Segment Start: Text passage

Jimmy, you will be in my thoughts and prayers until you get some resolution here. I sincerely hope the news on the other end of the phone will be good news.
Bless you and Rose.
I don’t assume you’re perfect in the way you lead your life...but you seem quite impressive.
(Plus you rite real gud).
With you man.
You write with a heartbreaking precision, So many nice phrases in this; the arc of the story is impeccably wrought. No distractions, and yet it breathes steady, never urges. Your Voice is superb.
I hope steady and reflective comes to your daughter very soon. Stay loose, my daughter mastered her swings and your daughter can to.
Rated 'cause (like I say a lot) the hard road is usually the right road. I wish you peace in knowing you are doing the right thing. You can't save her...you can save yourself. And you are worth saving. But you know all this, being a friend of BWs.
It is very hard to let something/someone go after putting huge amounts of effort into it/her. But we had to, and you have to, and I am so sorry. I wish you all the best, my friend.
He relapsed.
I'm so sorry. So sorry.
Touch stuff. Tough love is the hardest love to learn. Hang in there, Dad. You're doing a very good job, both for Rose and for yourself.
rated
All the best. You relate this so clearly and strongly and we all feel for you.
Hang in there and God Bless you and Rose.
rated for honesty and for yours and Rose's recovery.
Thanks for the snapshot of your life with Rose. The "push and pull" of hope and letdown is palpable in your writing. I admire your "toughness" and I know you didn't write this so that you would be admired. Someone out here tonight has been helped by sharing this. A prayer for you and Rose.
PS: Going to get caught up on Shaving with Connie real soon. Thanks friend.
Hell, I'm STILL worried about you - are YOU ok?
I am glad that I feel guilty. I was told once not to compromise my principals because I am just damn tired. Too many parents don't stand their ground because of that very thing.
I say, have a heart like the moon, a hug like a bear, and eyes like an eagle. Don't miss anything. The slightest little nuance should be registered in your brain as a red flag when it comes to dealing with a bi polar person. Don't feel guilty for feeling guilty, it shows you have a heart. Sincerely, Bev... P.S. I borrowed this from no one... It is me talking to you from my heart Jimmy.
I went through something similar with my oldest boy. Went to Florida after high school. Came back a year later stoned out of his mind. On the day he asked me to pick him up at the DC bus station I took him to a close by Chinese restaurant and he was so far gone that he couldn't get a fork to his mouth.

Segment End: Text passage
Segment Start: Extracted material

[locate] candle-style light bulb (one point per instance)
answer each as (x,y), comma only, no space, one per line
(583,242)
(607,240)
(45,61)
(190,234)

Segment End: Extracted material

Work instructions: Render into Spanish the following sentence from the reader comments: "Tough love is the hardest love to learn."

Written answer: El amor duro es el amor más difícil de aprender.